• _TO DO_
For each statement about the GaussianNB error post, answer yes or no and quote the exact words from the post that decide it: (a) the code imports accuracy_score from sklearn.metrics; (b) email_preprocess.py splits the data with a test size of 0.3; (c) the TfidfVectorizer is created with English stop words.

• _PASSAGE SHOWN_

=-=-=

Search code examples
pythonnaivebayes

AttributeError: 'GaussianNB' object has no attribute 'accuracy_score'


While executing the following I got the error "AttributeError: 'GaussianNB' object has no attribute 'accuracy_score' "

    import sys
    from time import time
    sys.path.append("../tools/")
    from email_preprocess import preprocess
    features_train, features_test, labels_train, labels_test = preprocess()
    from sklearn.naive_bayes import GaussianNB
    clf = GaussianNB()
    clf.fit(features_train, labels_train)
    pred=clf.predict(features_test)
    from sklearn.metrics import accuracy_score
    print clf.accuracy_score(pred, labels_test)

and the email_preprocess.py is as follows

   import pickle
   import cPickle
   import numpy
   from sklearn import cross_validation
   from sklearn.feature_extraction.text import TfidfVectorizer
   from sklearn.feature_selection import SelectPercentile, f_classif
   def preprocess(words_file = "../tools/word_data.pkl", 
   authors_file="../tools/email_authors.pkl"):
       authors_file_handler = open(authors_file, "r")
       authors = pickle.load(authors_file_handler)
       authors_file_handler.close()
       words_file_handler = open(words_file, "r")
       word_data = cPickle.load(words_file_handler)
       words_file_handler.close()
       features_train, features_test, labels_train, labels_test = 
       cross_validation.train_test_split(word_data, authors, 
       test_size=0.5,random_state=42)
       vectorizer = TfidfVectorizer(sublinear_tf=True, max_df=0.5,
                             stop_words='english')
       features_train_transformed = vectorizer.fit_transform(features_train)
       features_test_transformed  = vectorizer.transform(features_test)

=-=-=

• _Records in a dataset_
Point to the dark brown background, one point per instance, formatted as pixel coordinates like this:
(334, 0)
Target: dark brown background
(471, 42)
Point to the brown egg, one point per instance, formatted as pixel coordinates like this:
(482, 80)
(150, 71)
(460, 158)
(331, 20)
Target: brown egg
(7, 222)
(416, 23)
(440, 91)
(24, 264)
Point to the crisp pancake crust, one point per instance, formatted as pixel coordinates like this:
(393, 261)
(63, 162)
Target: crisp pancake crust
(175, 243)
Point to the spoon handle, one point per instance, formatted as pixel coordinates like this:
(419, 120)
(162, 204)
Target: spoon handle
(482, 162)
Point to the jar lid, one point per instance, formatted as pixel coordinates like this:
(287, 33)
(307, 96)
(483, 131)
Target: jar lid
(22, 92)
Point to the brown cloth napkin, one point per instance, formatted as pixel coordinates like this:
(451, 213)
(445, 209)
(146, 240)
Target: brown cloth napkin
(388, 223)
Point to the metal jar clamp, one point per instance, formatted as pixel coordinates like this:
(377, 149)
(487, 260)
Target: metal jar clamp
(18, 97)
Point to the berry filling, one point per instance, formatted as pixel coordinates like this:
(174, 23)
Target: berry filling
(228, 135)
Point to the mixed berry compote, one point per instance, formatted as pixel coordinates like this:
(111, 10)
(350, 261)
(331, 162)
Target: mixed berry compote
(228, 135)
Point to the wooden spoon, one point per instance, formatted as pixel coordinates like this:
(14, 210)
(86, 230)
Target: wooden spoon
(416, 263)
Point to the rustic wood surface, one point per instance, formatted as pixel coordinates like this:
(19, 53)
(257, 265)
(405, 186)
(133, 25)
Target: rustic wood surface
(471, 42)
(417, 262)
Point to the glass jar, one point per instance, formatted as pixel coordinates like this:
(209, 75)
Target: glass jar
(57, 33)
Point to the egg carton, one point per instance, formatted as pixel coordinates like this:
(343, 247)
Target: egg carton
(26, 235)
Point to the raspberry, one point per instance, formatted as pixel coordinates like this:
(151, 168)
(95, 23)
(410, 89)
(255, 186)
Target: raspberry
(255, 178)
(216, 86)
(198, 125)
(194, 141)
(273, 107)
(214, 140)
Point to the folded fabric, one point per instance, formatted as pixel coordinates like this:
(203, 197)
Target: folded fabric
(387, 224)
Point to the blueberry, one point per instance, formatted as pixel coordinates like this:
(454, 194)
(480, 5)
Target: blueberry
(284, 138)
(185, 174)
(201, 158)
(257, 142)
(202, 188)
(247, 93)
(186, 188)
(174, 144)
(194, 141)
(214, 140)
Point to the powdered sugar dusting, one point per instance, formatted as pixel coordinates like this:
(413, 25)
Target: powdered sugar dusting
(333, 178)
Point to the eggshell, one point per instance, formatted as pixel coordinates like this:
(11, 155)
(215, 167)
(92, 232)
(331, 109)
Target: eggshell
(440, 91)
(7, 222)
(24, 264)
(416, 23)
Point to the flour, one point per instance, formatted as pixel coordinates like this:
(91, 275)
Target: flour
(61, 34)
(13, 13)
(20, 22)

=-=-=

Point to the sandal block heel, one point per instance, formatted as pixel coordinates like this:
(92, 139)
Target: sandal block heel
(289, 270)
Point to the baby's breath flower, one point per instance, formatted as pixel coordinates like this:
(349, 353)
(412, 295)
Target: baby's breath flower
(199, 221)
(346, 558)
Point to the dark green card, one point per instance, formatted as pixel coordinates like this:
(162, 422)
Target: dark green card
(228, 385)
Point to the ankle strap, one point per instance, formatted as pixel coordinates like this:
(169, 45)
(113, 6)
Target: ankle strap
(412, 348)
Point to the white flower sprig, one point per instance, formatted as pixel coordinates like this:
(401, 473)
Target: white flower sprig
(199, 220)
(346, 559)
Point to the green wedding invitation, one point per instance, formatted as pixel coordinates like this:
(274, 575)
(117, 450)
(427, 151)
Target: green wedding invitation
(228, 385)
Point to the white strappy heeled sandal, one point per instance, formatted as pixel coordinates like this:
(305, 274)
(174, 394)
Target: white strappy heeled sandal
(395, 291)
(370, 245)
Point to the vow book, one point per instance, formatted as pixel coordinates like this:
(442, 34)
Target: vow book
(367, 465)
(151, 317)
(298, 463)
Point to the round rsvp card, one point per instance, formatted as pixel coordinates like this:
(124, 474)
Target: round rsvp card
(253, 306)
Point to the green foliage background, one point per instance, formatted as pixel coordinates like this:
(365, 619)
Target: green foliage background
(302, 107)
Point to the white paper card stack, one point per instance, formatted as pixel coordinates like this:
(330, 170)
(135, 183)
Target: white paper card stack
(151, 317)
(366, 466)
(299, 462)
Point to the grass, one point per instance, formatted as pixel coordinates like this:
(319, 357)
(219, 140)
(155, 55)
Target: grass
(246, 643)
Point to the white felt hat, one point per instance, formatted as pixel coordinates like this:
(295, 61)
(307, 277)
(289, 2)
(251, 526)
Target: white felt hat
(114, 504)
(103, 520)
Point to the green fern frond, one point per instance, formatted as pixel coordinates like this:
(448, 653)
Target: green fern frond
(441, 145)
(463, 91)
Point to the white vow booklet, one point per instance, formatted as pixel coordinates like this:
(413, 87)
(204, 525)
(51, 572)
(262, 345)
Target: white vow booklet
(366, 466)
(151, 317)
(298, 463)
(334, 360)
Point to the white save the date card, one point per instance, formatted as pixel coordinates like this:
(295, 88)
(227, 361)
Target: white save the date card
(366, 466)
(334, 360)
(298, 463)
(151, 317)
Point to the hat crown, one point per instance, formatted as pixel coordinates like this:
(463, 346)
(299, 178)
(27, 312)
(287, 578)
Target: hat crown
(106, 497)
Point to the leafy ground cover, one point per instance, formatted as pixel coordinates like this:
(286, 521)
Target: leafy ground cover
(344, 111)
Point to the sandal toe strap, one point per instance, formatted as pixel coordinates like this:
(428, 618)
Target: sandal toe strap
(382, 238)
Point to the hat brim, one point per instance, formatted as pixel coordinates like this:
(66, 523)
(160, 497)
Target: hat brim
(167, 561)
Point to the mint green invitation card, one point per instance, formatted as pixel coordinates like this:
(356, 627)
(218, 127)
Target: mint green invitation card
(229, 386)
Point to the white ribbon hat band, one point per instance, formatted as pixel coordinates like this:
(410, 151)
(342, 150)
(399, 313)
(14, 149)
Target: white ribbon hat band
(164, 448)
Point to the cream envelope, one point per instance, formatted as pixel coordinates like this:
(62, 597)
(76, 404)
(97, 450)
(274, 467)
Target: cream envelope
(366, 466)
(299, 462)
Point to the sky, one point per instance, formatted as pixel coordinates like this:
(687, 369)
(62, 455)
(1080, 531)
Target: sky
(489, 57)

=-=-=

• _RESULT OF THE EXERCISE_
(a) Yes: "from sklearn.metrics import accuracy_score"
(b) No: "test_size=0.5"
(c) Yes: "stop_words='english'"